** Region pointing data **
-*-

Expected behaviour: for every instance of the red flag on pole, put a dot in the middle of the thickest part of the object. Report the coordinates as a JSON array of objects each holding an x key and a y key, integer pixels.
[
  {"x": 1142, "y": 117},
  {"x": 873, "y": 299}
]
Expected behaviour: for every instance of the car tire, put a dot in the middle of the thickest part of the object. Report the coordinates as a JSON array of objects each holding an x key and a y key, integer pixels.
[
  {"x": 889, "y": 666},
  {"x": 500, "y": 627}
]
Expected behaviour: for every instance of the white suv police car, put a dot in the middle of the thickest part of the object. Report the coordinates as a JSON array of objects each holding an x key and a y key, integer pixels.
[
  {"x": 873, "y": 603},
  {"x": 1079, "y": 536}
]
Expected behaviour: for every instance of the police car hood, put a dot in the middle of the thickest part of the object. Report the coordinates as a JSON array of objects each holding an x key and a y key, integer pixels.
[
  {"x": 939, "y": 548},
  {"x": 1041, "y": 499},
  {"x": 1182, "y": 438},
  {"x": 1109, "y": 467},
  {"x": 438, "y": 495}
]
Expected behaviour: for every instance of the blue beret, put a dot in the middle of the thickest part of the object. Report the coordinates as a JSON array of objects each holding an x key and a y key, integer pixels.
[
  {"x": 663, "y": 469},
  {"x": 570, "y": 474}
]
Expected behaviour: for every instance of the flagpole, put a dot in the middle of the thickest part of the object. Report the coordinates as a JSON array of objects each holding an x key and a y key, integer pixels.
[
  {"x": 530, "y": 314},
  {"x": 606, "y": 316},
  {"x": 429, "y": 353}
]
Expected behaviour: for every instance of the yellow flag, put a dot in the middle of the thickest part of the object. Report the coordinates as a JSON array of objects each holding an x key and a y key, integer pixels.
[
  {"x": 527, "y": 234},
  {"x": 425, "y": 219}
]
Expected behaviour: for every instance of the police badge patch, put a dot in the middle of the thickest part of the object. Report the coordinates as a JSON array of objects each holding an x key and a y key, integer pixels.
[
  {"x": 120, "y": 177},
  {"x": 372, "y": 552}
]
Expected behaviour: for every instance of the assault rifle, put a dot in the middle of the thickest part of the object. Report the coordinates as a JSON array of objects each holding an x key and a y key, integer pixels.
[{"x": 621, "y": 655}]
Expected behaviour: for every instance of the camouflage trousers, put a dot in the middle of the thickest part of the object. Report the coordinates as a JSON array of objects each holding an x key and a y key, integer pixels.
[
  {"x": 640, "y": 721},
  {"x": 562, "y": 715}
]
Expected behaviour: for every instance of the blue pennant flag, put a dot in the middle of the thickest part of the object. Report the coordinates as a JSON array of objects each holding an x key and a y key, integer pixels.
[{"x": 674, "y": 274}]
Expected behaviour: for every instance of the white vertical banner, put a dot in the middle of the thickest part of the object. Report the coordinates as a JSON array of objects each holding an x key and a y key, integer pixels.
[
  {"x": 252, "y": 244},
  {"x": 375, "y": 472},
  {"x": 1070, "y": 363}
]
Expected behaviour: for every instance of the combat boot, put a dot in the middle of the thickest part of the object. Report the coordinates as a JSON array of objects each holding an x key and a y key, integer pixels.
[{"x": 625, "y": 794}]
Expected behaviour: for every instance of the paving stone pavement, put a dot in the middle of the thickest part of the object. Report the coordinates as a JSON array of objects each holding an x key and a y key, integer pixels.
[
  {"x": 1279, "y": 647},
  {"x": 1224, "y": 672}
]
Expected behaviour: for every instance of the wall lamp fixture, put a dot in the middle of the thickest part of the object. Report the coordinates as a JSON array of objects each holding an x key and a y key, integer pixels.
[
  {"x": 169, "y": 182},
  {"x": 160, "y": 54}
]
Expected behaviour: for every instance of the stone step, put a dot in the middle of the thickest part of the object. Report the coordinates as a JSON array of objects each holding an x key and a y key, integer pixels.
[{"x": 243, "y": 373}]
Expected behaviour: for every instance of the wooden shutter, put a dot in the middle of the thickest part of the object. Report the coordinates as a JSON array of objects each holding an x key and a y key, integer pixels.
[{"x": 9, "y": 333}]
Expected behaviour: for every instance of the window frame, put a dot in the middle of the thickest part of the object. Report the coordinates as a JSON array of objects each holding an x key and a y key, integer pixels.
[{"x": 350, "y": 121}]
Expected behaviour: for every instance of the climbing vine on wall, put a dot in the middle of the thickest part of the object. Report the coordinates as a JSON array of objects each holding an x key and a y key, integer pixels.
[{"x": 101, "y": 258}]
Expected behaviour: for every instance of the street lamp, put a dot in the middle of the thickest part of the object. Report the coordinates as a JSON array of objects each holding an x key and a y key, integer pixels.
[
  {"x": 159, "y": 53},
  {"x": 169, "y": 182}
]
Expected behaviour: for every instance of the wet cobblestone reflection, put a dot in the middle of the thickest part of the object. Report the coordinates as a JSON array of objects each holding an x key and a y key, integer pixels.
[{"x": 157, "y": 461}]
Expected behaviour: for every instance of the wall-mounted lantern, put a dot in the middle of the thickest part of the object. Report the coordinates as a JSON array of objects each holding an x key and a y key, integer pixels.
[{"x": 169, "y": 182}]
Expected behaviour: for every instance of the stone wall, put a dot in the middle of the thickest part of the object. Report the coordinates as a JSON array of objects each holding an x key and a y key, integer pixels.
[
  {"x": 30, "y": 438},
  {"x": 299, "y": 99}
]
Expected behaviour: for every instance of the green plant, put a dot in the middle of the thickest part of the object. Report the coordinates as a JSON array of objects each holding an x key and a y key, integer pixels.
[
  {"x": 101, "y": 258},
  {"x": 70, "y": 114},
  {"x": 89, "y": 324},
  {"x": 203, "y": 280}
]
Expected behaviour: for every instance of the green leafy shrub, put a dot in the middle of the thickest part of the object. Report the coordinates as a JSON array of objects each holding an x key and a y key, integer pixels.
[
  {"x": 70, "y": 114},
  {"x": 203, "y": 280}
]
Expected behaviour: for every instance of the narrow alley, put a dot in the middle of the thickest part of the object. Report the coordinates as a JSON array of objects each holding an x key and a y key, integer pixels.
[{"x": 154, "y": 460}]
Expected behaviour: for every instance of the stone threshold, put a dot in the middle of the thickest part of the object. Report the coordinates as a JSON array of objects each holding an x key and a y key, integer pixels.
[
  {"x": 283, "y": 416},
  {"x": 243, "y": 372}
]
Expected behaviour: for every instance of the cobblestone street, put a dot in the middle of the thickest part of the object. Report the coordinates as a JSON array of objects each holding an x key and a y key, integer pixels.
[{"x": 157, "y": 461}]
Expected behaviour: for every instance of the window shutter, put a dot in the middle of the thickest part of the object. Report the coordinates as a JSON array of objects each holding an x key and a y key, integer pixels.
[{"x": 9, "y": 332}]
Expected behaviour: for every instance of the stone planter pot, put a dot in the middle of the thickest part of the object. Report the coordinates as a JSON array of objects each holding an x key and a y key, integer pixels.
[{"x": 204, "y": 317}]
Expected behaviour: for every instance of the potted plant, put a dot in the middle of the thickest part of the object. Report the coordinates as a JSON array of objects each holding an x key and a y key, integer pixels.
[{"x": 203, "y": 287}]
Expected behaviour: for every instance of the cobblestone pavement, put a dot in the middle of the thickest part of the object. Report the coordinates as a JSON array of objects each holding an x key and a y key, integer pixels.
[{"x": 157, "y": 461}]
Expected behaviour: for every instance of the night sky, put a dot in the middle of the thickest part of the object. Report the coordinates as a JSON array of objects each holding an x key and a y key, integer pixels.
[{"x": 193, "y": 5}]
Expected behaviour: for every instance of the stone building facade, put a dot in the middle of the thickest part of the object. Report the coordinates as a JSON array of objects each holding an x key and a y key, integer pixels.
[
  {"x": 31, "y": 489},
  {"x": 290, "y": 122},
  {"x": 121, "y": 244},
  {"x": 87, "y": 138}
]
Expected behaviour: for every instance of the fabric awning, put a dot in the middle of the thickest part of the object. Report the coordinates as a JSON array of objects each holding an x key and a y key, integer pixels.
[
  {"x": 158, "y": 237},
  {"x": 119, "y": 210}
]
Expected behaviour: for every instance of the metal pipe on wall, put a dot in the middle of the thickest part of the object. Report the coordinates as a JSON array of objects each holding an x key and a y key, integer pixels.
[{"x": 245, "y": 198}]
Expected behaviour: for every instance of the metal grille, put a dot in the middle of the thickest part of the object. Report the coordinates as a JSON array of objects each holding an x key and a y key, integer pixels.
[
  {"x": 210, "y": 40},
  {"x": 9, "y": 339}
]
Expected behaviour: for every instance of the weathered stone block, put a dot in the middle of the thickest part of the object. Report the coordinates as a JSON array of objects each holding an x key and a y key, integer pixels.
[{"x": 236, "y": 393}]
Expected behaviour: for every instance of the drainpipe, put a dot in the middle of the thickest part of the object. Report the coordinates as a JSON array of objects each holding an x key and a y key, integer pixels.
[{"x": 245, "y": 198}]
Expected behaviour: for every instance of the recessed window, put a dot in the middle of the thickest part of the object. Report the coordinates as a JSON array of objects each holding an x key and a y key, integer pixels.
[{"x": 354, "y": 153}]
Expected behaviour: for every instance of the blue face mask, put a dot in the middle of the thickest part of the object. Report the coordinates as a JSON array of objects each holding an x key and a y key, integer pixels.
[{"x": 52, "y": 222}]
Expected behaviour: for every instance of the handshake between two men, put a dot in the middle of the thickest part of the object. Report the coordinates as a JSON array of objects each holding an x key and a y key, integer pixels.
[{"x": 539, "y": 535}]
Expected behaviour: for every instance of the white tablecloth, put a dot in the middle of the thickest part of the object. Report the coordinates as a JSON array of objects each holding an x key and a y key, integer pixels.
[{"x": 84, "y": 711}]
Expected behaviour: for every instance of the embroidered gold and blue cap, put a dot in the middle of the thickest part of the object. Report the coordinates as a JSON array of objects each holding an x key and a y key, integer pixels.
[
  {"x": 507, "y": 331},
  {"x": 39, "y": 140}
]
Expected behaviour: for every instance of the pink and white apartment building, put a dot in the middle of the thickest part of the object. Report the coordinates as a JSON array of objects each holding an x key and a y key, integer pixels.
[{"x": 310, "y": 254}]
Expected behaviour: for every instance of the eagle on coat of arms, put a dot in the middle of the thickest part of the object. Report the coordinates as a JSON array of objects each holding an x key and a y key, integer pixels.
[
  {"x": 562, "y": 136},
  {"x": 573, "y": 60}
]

-*-

** REQUIREMENT **
All lines from the one with "white tablecloth, put" through the end of the data must be repeated exactly, and nothing else may be repeated.

** SOLUTION **
Expected behaviour: for every instance of the white tablecloth, put a dot in the middle of the thickest part of the object. Report the coordinates as a JSON array of objects each holding an x key and a y key, integer pixels.
[{"x": 84, "y": 711}]
Expected behaviour: for every instance of the embroidered gold and blue cap, put a dot in the middle of the thickest part of the object. Report the coordinates as a JSON array of objects each holding an x key and a y key, integer pixels.
[
  {"x": 507, "y": 331},
  {"x": 39, "y": 140}
]
Expected behaviour: for every instance of the pink and white apartment building, put a dot in the middle of the thickest part of the object. Report the coordinates as a JSON array of objects each holding an x key and a y key, integer pixels.
[{"x": 310, "y": 254}]
Expected behaviour: for every instance of the eagle on coat of arms, put a dot in the middle of the thickest part of the object. Report the coordinates as a JSON array of objects each holding an x key and a y key, integer pixels.
[
  {"x": 562, "y": 136},
  {"x": 573, "y": 60}
]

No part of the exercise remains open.